[TASK REQUIREMENTS]: Please rename "Class of interest" to "Target label" throughout the records below and reproduce them otherwise unchanged.
***** DATA FOR THE TASK *****
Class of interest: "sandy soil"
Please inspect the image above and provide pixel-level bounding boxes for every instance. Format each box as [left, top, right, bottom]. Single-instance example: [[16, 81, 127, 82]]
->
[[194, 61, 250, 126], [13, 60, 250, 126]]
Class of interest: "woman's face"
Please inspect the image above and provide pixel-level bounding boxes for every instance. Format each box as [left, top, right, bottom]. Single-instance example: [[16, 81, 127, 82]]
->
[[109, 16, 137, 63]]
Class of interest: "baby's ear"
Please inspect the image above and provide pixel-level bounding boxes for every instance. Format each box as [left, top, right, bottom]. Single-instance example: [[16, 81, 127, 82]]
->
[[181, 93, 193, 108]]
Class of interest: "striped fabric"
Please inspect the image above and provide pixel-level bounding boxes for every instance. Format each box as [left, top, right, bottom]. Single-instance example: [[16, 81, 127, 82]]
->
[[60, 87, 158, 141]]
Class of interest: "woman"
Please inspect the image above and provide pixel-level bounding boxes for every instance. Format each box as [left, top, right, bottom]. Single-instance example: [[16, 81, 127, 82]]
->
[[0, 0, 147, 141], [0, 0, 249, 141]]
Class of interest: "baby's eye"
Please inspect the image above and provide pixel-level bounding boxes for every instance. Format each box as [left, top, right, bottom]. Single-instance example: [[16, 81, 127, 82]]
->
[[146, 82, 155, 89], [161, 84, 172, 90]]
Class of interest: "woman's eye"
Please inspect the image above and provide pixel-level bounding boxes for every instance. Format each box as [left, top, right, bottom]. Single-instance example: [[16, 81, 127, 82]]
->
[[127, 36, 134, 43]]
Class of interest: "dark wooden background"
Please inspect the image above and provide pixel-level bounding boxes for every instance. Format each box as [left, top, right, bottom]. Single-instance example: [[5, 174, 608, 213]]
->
*****
[SOLVED PROBLEM]:
Target label: "sandy soil"
Please inspect the image above and provide pixel-level bounding boxes for every instance. Format each box as [left, top, right, bottom]. Single-instance example: [[16, 81, 127, 82]]
->
[[194, 61, 250, 126], [13, 60, 250, 126]]
Target label: "woman's face"
Please inspect the image above and provide pixel-level bounding boxes for every instance. Format each box as [left, top, right, bottom]. Single-instance example: [[16, 81, 127, 82]]
->
[[109, 16, 137, 63]]
Target label: "baby's ear"
Please inspect the image above and provide pixel-level bounding boxes for every instance. Format each box as [left, top, right, bottom]. Single-instance example: [[16, 81, 127, 82]]
->
[[181, 93, 193, 108]]
Target label: "striped fabric"
Please inspect the image above and provide pixel-level bounding boxes for every instance. Format each box as [left, top, right, bottom]. Single-instance example: [[16, 81, 127, 82]]
->
[[60, 87, 158, 141]]
Target label: "woman"
Please inspect the image above and provide pixel-level bounding boxes for every instance. Format each box as [left, top, right, bottom]. Single-instance example: [[16, 81, 127, 82]]
->
[[0, 0, 147, 141], [0, 0, 249, 141]]
Target label: "baby's eye"
Please inspect the image above and provide pixel-level bounding boxes for every instance. Format each box as [left, top, right, bottom]. Single-instance example: [[16, 81, 127, 82]]
->
[[146, 82, 155, 89], [161, 84, 172, 90]]
Target label: "woman's eye"
Please inspect the image above and provide pixel-level bounding boxes for every instance. Format each box as [left, top, right, bottom]. Single-instance example: [[16, 81, 127, 82]]
->
[[127, 36, 134, 43]]
Target label: "dark wooden background"
Please inspect the image above and provide pixel-level bounding boxes for every instance. Format each box as [left, top, right, bottom]. Single-instance example: [[5, 174, 608, 213]]
->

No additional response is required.